> _READING TEXT_:
####

Does Double-Amputee Oscar Pistorius Have an Unfair Advantage at the 2012 Olympic Games?
Science shows that Pistorius uses less energy than his competitors, raising questions about whether or not he should allowed to compete in London
- By Rose Eveleth
- July 23, 2012, Subscribe
Runners who've faced off against Oscar Pistorius say they know when the South African is closing in on them from behind. They hear a distinctive clicking noise growing louder, like a pair of scissors slicing through the air—the sound of Pistorius's Flex-Foot Cheetah prosthetic legs.
It's those long, J-shaped, carbon-fiber lower legs—and the world-class race times that come with them—that have some people asking an unpopular question: Does Pistorius, the man who has overcome so much to be the first double amputee to run at an Olympic level, have an unfair advantage? Scientists are becoming entwined in a debate over whether Pistorius should be allowed to compete in the 2012 London Games.
Pistorius was born without fibulas, one of the two long bones in the lower leg. He was unable to walk as a baby, and at 11 months old both of his legs were amputated below the knee. But the growing child didn't let his disability slow him down. At age 12 he was playing rugby with the other boys, and in 2005, at age 18, he ran the 400-meter race in 47.34 seconds at the South African Championships, sixth best. Now 25, the man nicknamed the “Blade Runner” has qualified for the 2012 Summer Olympics in London, just three weeks before the games were to begin. But should he be allowed to compete?

####

> _DATA SHOWN_:

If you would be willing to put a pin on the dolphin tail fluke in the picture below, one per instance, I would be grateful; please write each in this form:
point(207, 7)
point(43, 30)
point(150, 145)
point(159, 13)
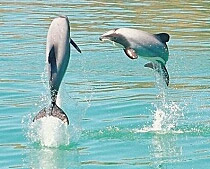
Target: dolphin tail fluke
point(160, 69)
point(54, 111)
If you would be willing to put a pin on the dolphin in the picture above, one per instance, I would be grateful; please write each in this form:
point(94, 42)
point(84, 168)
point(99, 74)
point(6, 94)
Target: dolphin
point(143, 44)
point(57, 59)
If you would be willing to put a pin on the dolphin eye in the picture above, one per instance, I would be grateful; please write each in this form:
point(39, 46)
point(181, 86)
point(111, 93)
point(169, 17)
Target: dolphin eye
point(114, 38)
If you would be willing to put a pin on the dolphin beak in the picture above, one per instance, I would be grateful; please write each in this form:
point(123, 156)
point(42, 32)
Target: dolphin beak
point(75, 45)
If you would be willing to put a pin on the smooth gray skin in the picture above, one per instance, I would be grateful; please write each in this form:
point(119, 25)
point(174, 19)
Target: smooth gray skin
point(143, 44)
point(57, 59)
point(149, 46)
point(58, 52)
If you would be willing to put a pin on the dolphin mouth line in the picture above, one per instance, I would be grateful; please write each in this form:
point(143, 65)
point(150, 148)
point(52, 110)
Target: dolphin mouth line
point(108, 40)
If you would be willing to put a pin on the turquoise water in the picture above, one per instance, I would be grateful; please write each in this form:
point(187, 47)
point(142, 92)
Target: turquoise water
point(120, 115)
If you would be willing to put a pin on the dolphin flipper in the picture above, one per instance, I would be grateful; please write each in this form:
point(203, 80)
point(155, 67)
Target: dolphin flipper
point(130, 53)
point(54, 111)
point(52, 62)
point(163, 37)
point(162, 72)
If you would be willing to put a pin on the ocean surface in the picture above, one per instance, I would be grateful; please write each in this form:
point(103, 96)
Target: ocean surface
point(121, 117)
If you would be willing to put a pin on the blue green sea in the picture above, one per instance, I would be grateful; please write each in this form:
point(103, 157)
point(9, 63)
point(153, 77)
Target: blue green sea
point(121, 116)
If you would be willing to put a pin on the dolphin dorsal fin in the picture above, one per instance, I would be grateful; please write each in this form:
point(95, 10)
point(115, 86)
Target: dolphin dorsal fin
point(163, 37)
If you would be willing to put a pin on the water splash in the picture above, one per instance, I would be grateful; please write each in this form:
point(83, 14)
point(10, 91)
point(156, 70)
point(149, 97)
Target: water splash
point(166, 113)
point(49, 131)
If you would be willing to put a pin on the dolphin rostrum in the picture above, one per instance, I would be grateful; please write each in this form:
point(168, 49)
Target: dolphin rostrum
point(57, 59)
point(139, 43)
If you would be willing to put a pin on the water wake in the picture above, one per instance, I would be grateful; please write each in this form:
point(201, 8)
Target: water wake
point(51, 131)
point(166, 113)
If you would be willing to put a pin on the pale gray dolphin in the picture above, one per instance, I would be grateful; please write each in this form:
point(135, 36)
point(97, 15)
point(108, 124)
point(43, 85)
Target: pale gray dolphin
point(57, 59)
point(139, 43)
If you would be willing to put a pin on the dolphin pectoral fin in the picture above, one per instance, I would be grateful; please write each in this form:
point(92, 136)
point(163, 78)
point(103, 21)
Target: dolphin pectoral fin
point(163, 37)
point(162, 72)
point(165, 74)
point(130, 53)
point(75, 45)
point(41, 114)
point(59, 113)
point(150, 65)
point(54, 111)
point(52, 62)
point(51, 56)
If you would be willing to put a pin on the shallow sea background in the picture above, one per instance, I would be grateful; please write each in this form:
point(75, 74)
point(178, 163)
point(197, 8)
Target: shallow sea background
point(120, 115)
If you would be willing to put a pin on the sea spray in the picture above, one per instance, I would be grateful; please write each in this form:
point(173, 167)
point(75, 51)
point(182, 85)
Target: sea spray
point(166, 113)
point(50, 131)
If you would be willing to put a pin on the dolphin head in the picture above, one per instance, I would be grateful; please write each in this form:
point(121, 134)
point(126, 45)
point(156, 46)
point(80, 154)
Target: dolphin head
point(114, 36)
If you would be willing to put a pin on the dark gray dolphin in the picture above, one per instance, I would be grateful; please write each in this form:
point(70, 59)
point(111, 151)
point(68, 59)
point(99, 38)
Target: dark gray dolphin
point(139, 43)
point(57, 59)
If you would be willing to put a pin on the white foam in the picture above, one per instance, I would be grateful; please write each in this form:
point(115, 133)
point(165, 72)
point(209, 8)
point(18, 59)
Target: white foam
point(50, 132)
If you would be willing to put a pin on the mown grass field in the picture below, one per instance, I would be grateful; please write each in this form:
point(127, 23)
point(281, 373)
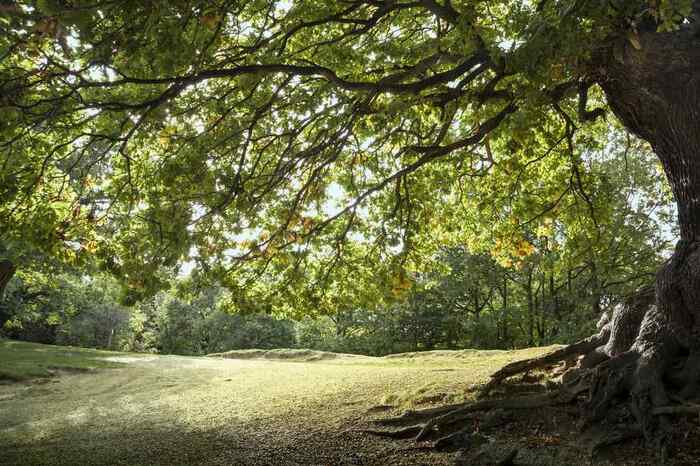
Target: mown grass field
point(86, 407)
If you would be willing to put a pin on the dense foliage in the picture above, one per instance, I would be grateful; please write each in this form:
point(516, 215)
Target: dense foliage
point(394, 175)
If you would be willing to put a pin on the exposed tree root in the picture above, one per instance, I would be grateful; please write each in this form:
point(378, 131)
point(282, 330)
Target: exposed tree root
point(644, 359)
point(519, 367)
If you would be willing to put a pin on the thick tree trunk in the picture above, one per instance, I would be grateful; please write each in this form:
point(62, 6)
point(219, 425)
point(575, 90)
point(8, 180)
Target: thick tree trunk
point(654, 89)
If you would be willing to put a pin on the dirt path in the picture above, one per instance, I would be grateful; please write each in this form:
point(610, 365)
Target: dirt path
point(170, 410)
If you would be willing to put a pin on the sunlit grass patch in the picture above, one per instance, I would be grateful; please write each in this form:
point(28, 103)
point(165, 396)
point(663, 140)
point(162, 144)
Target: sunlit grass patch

####

> _TO BE DONE_:
1. Could you reproduce the records word for word, beginning at the line that contains "on the dark" and continuing through the last line of the records, with the pictures left out?
2. Can you carry on the article about Oscar Pistorius from where it stops?

> _ANSWERS FOR THIS EXERCISE_:
1.
If you would be willing to put a pin on the dark gray dolphin in the picture above, one per instance, I would be grateful; please write each in this form:
point(70, 59)
point(111, 151)
point(68, 59)
point(99, 38)
Target: dark gray dolphin
point(139, 43)
point(57, 59)
If you would be willing to put a pin on the white foam in the picture above, one per instance, I would be grateful; please write each in this form:
point(115, 133)
point(165, 72)
point(209, 8)
point(18, 59)
Target: white foam
point(50, 132)
If you would be willing to put a pin on the mown grass field in the picture below, one per instance, I would be grateful; please write each in this form:
point(127, 23)
point(281, 373)
Target: mown grass field
point(86, 407)
If you would be willing to put a pin on the dense foliage in the picture above, one per instance, I would be grateful; please write each in this form:
point(516, 215)
Target: dense foliage
point(394, 175)
If you would be willing to put a pin on the exposed tree root in the picture above, one per instance, I would be grateful; please write each in this form:
point(378, 131)
point(282, 330)
Target: exposed tree root
point(644, 359)
point(519, 367)
If you would be willing to put a pin on the thick tree trunk in the picture above, one per instance, I would be grateful; please write each in this form:
point(62, 6)
point(219, 425)
point(575, 90)
point(8, 180)
Target: thick tree trunk
point(654, 89)
If you would be willing to put a pin on the dirt path in the picture above, one per instance, I would be grateful; please write each in this form:
point(610, 365)
Target: dirt path
point(170, 410)
If you would be willing to put a pin on the sunlit grass patch in the picture above, one per instance, I would be grateful; please write each in this form:
point(28, 103)
point(165, 396)
point(663, 140)
point(162, 144)
Target: sunlit grass patch

2.
The question seems preposterous. How could someone without lower legs possibly have an advantage over athletes with natural legs? The debate took a scientific turn in 2007 when a German team reported that Pistorius used 25 percent less energy than natural runners. The conclusion was tied to the unusual prosthetic made by an Icelandic company called Össur. The Flex-Foot Cheetah has become the go-to running prosthetic for Paralympic (and, potentially Olympic) athletes. "When the user is running, the prosthesis's J curve is compressed at impact, storing energy and absorbing high levels of stress that would otherwise be absorbed by a runner's ankle, knee, hip and lower back," explains Hilmar Janusson, executive vice president of research and development at Össur. The Cheetah's carbon-fiber layers then rebound off the ground in response to the runner's strides.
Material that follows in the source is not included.